Pomocnik Historyczny

Gordyjski węzeł zabużańskiego mienia

Rekompensaty dla Repatryjantów z Kresów

Poradziwiłłowski dworek Kowalewszczyzna w woj. nowogrodzkim, lata 30. Jedynym żyjącym spadkobiercą wysiedlonych właścicieli jest Walenty Orciuch z Gdańska. Poradziwiłłowski dworek Kowalewszczyzna w woj. nowogrodzkim, lata 30. Jedynym żyjącym spadkobiercą wysiedlonych właścicieli jest Walenty Orciuch z Gdańska. KFP
Kresy są nie tylko obszarem sentymentalnych tęsknot. To również toczona od 70 lat twarda, czasami bezpardonowa walka o rekompensatę za pozostawione tam dobra.
Walenty Orciuch, prezes zarządu Ogólnopolskiego Stowarzyszenia Kresowian Wierzycieli Skarbu Państwa, z oryginalnymi planami rodzinnej Kowalewszczyzny, sporządzonymi na impregnowanym jedwabiu.KFP Walenty Orciuch, prezes zarządu Ogólnopolskiego Stowarzyszenia Kresowian Wierzycieli Skarbu Państwa, z oryginalnymi planami rodzinnej Kowalewszczyzny, sporządzonymi na impregnowanym jedwabiu.

Wiersze ze źródła danych
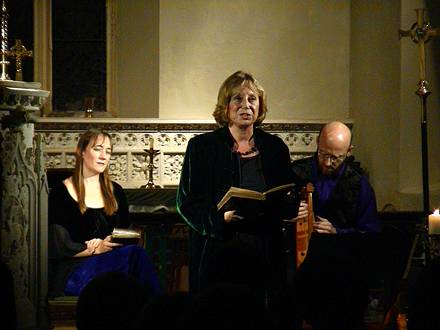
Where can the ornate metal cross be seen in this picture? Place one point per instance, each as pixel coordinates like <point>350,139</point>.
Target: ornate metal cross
<point>421,32</point>
<point>19,51</point>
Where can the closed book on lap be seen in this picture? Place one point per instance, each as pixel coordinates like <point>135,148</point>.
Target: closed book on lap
<point>125,236</point>
<point>251,203</point>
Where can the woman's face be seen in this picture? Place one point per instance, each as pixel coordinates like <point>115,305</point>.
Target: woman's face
<point>96,156</point>
<point>243,107</point>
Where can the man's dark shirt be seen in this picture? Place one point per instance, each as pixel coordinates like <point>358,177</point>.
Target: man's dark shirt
<point>365,217</point>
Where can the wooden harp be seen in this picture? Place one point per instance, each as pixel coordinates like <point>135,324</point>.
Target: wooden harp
<point>304,227</point>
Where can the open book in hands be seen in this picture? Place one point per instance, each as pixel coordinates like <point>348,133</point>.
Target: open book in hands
<point>125,236</point>
<point>250,202</point>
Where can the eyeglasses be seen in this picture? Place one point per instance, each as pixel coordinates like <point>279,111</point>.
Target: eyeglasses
<point>333,159</point>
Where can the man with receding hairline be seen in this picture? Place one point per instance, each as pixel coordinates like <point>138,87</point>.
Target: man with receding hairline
<point>331,283</point>
<point>344,201</point>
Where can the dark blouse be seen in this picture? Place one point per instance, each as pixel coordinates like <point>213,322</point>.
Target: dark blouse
<point>69,229</point>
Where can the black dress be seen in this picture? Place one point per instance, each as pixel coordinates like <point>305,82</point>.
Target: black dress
<point>210,168</point>
<point>68,231</point>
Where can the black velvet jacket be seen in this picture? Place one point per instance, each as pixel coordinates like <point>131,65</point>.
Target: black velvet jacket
<point>210,168</point>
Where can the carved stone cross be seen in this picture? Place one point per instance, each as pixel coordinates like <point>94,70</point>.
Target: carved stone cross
<point>19,51</point>
<point>421,32</point>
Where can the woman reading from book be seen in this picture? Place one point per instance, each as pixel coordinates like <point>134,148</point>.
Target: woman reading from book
<point>83,211</point>
<point>238,154</point>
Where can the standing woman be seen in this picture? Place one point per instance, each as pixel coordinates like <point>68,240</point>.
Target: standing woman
<point>83,210</point>
<point>237,154</point>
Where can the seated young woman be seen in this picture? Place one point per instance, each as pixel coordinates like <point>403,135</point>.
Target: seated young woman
<point>83,211</point>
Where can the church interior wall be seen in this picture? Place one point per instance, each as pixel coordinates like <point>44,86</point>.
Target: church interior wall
<point>374,97</point>
<point>317,60</point>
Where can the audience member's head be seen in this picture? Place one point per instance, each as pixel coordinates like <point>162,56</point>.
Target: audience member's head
<point>235,263</point>
<point>424,299</point>
<point>163,312</point>
<point>334,145</point>
<point>225,307</point>
<point>110,301</point>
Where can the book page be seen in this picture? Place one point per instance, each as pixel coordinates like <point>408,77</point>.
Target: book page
<point>284,186</point>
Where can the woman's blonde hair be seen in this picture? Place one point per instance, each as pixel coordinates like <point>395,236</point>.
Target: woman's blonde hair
<point>235,80</point>
<point>89,139</point>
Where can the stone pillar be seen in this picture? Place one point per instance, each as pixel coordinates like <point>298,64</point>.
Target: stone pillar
<point>23,206</point>
<point>23,226</point>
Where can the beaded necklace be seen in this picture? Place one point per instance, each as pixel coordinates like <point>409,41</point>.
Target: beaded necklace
<point>252,150</point>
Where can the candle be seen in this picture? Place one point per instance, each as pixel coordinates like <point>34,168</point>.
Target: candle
<point>434,223</point>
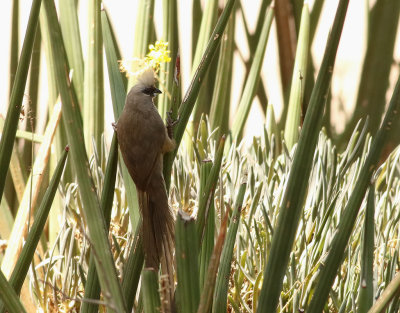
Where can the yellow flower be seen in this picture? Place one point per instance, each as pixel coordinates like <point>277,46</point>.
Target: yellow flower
<point>158,54</point>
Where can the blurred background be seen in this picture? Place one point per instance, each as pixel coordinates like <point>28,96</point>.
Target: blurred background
<point>122,14</point>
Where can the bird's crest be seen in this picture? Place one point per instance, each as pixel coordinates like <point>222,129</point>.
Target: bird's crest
<point>147,78</point>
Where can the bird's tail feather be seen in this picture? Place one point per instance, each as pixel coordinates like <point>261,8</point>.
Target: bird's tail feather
<point>158,235</point>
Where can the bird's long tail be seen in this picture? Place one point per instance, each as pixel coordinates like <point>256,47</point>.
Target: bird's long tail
<point>158,234</point>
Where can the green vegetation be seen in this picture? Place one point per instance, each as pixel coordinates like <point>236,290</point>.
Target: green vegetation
<point>294,220</point>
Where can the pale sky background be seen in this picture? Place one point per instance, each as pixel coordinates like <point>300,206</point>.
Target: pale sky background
<point>123,15</point>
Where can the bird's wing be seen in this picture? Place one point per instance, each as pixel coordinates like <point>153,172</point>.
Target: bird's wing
<point>143,154</point>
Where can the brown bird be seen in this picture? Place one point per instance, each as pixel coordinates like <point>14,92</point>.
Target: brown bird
<point>143,139</point>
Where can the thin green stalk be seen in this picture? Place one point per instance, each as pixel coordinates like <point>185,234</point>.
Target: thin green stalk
<point>92,286</point>
<point>24,261</point>
<point>17,95</point>
<point>207,245</point>
<point>207,24</point>
<point>133,268</point>
<point>349,215</point>
<point>73,46</point>
<point>93,97</point>
<point>220,103</point>
<point>206,193</point>
<point>151,297</point>
<point>366,289</point>
<point>91,205</point>
<point>14,42</point>
<point>292,123</point>
<point>170,35</point>
<point>222,282</point>
<point>186,243</point>
<point>208,288</point>
<point>9,296</point>
<point>294,194</point>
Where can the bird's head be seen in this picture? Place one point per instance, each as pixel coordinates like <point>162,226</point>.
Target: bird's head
<point>146,84</point>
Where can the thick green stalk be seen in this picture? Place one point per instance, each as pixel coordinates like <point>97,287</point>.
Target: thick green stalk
<point>252,80</point>
<point>371,98</point>
<point>118,94</point>
<point>91,205</point>
<point>144,29</point>
<point>292,202</point>
<point>17,95</point>
<point>188,102</point>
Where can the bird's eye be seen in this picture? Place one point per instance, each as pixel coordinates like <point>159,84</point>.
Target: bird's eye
<point>151,91</point>
<point>148,91</point>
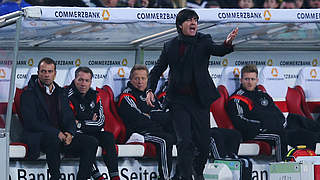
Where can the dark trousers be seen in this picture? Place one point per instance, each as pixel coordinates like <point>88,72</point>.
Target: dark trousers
<point>110,158</point>
<point>82,145</point>
<point>191,124</point>
<point>164,142</point>
<point>224,142</point>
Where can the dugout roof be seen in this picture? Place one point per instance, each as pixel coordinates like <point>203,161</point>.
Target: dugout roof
<point>87,28</point>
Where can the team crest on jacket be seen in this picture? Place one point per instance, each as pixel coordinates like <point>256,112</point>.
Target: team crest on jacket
<point>82,108</point>
<point>264,102</point>
<point>92,104</point>
<point>142,98</point>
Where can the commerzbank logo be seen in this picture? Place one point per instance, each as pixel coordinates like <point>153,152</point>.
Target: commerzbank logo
<point>313,73</point>
<point>30,62</point>
<point>77,62</point>
<point>267,15</point>
<point>105,15</point>
<point>236,72</point>
<point>121,72</point>
<point>274,72</point>
<point>2,73</point>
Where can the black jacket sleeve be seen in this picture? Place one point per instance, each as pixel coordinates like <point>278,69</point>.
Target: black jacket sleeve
<point>158,69</point>
<point>218,50</point>
<point>67,116</point>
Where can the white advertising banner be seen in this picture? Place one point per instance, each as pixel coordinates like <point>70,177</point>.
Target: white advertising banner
<point>129,169</point>
<point>127,15</point>
<point>291,62</point>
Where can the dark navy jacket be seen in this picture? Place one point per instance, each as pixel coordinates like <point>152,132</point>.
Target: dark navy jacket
<point>35,115</point>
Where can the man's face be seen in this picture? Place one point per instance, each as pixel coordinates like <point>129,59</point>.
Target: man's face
<point>249,81</point>
<point>189,27</point>
<point>139,79</point>
<point>46,73</point>
<point>83,82</point>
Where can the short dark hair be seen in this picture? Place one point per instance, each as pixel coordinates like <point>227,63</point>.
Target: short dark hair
<point>47,60</point>
<point>138,67</point>
<point>248,69</point>
<point>83,69</point>
<point>183,15</point>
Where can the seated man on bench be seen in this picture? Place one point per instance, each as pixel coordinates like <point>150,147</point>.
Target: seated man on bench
<point>49,124</point>
<point>146,120</point>
<point>87,108</point>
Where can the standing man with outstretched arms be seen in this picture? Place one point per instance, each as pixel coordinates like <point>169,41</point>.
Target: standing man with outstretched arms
<point>191,90</point>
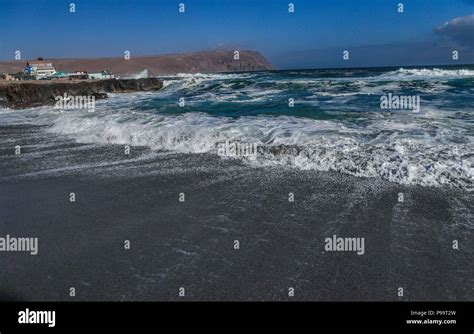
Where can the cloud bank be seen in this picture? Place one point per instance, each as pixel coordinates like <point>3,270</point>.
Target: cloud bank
<point>459,30</point>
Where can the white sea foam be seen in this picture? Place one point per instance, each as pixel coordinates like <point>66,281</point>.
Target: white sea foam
<point>423,72</point>
<point>404,152</point>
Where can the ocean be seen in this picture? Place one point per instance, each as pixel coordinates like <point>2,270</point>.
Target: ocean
<point>320,135</point>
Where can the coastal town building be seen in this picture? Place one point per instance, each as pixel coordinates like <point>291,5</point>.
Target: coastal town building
<point>40,69</point>
<point>101,75</point>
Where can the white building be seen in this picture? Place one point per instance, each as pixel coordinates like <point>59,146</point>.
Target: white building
<point>41,68</point>
<point>101,75</point>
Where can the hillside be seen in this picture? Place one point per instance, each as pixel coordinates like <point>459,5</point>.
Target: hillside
<point>204,62</point>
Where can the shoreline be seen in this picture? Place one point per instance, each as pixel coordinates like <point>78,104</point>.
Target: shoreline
<point>28,94</point>
<point>190,244</point>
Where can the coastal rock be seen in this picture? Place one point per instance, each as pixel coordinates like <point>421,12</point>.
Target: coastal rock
<point>25,94</point>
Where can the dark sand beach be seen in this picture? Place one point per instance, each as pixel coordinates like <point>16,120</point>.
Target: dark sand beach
<point>191,244</point>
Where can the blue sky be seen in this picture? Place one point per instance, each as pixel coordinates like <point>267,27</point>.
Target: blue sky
<point>313,36</point>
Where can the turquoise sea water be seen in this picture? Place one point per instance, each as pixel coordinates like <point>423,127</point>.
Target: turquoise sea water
<point>336,122</point>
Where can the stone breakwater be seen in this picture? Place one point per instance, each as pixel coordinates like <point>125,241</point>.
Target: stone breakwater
<point>18,95</point>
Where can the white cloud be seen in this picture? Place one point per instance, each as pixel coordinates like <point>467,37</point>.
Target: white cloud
<point>460,30</point>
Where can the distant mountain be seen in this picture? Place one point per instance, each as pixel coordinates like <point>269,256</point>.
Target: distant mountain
<point>204,62</point>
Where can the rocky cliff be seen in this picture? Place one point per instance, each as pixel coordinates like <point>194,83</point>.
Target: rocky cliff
<point>25,94</point>
<point>203,62</point>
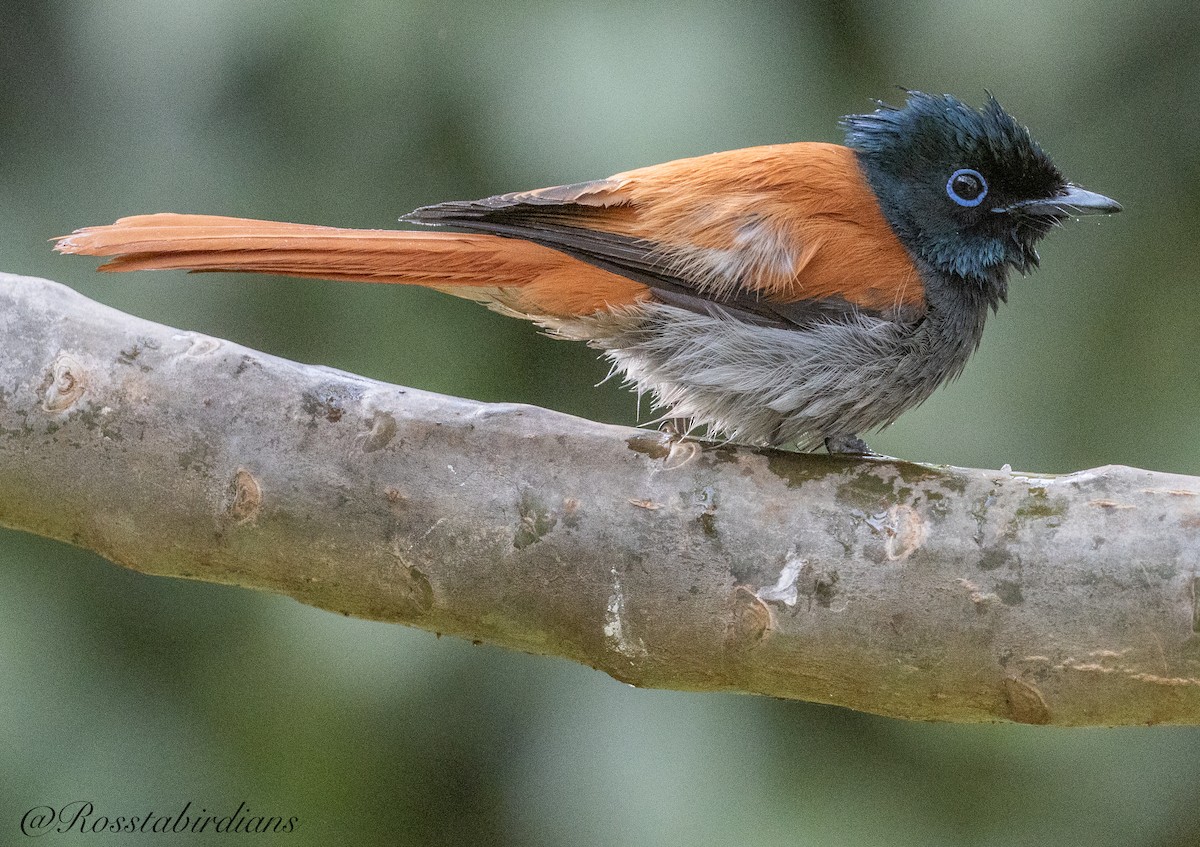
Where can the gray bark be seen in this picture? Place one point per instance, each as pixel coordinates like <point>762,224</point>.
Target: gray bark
<point>897,588</point>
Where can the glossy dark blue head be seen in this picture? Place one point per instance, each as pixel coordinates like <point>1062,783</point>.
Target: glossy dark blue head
<point>967,191</point>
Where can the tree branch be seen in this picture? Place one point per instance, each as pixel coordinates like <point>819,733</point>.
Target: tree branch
<point>903,589</point>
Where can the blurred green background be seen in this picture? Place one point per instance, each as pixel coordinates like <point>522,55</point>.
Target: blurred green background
<point>141,692</point>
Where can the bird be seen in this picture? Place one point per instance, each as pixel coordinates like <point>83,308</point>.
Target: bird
<point>797,294</point>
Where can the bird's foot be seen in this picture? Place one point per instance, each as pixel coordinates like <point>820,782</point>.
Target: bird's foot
<point>676,428</point>
<point>847,445</point>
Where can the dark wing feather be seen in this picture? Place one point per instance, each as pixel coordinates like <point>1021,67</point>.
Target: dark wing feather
<point>570,218</point>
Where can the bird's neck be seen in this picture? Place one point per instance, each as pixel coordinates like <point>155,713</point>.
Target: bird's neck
<point>957,312</point>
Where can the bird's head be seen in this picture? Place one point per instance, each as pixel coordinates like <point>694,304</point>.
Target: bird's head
<point>967,191</point>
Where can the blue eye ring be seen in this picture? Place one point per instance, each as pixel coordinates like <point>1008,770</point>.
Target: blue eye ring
<point>973,176</point>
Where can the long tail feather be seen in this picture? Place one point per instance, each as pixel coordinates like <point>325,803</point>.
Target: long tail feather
<point>205,242</point>
<point>516,275</point>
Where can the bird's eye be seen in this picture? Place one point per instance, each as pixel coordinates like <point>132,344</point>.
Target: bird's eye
<point>967,187</point>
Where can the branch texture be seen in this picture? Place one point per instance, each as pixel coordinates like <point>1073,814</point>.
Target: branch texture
<point>903,589</point>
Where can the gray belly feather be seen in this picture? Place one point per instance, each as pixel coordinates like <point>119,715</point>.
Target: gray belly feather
<point>767,385</point>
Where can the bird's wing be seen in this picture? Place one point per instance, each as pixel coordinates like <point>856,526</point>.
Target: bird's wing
<point>781,235</point>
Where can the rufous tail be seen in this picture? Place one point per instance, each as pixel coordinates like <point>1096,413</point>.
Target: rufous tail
<point>508,271</point>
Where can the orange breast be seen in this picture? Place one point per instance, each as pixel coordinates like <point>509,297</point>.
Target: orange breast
<point>802,216</point>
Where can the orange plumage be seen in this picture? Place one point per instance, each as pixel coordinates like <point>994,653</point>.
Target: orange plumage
<point>787,294</point>
<point>786,222</point>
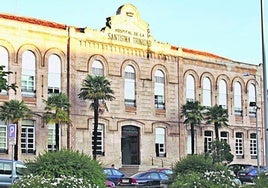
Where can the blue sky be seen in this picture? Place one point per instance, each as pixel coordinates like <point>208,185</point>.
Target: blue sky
<point>229,28</point>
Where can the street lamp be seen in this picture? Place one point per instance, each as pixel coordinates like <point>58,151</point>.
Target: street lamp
<point>254,104</point>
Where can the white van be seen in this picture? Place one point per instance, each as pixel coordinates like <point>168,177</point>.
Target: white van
<point>10,172</point>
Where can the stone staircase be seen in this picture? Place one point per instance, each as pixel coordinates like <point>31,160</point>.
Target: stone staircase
<point>129,169</point>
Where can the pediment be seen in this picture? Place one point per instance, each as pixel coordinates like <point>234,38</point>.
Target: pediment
<point>127,26</point>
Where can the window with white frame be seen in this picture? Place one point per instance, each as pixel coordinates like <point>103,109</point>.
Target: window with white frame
<point>130,86</point>
<point>237,99</point>
<point>190,88</point>
<point>4,62</point>
<point>222,94</point>
<point>3,138</point>
<point>51,137</point>
<point>100,139</point>
<point>159,90</point>
<point>252,98</point>
<point>54,74</point>
<point>160,146</point>
<point>28,137</point>
<point>253,145</point>
<point>207,141</point>
<point>28,74</point>
<point>97,68</point>
<point>224,136</point>
<point>206,92</point>
<point>239,145</point>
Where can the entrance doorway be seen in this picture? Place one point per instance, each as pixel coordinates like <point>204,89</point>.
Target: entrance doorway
<point>130,145</point>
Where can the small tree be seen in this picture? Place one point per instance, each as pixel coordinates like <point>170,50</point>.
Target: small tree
<point>96,89</point>
<point>192,111</point>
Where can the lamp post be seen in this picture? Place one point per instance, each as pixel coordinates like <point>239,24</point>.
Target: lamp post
<point>254,104</point>
<point>264,82</point>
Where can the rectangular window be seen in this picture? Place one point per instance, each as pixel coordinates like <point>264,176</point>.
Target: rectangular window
<point>239,145</point>
<point>207,141</point>
<point>28,137</point>
<point>3,139</point>
<point>27,85</point>
<point>51,139</point>
<point>160,147</point>
<point>97,71</point>
<point>224,136</point>
<point>159,102</point>
<point>100,140</point>
<point>253,146</point>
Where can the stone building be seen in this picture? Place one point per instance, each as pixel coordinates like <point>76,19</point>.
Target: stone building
<point>151,81</point>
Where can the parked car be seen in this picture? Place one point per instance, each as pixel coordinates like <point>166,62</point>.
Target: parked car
<point>147,178</point>
<point>109,183</point>
<point>10,171</point>
<point>247,175</point>
<point>113,175</point>
<point>236,167</point>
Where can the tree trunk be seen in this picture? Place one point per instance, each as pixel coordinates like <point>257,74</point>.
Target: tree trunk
<point>96,122</point>
<point>192,138</point>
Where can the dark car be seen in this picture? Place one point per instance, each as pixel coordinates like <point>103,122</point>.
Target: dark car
<point>148,178</point>
<point>247,175</point>
<point>236,167</point>
<point>113,175</point>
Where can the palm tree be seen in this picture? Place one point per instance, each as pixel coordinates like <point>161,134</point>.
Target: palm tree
<point>12,112</point>
<point>192,111</point>
<point>96,89</point>
<point>218,116</point>
<point>57,111</point>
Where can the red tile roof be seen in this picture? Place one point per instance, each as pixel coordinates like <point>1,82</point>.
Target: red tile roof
<point>33,21</point>
<point>195,52</point>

Wymagania ćwiczenia:
Przepisz wiernie fragment tekstu o mieniu zabużańskim, obejmujący wszystko od słów „Rekompensaty dla Repatryjantów” w dół aż do słów „pozostawione tam dobra.”. Korzystaj wyłącznie z tekstu o mieniu zabużańskim.

Wynik poniżej:
Rekompensaty dla Repatryjantów z Kresów

Poradziwiłłowski dworek Kowalewszczyzna w woj. nowogrodzkim, lata 30. Jedynym żyjącym spadkobiercą wysiedlonych właścicieli jest Walenty Orciuch z Gdańska. Poradziwiłłowski dworek Kowalewszczyzna w woj. nowogrodzkim, lata 30. Jedynym żyjącym spadkobiercą wysiedlonych właścicieli jest Walenty Orciuch z Gdańska. KFP
Kresy są nie tylko obszarem sentymentalnych tęsknot. To również toczona od 70 lat twarda, czasami bezpardonowa walka o rekompensatę za pozostawione tam dobra.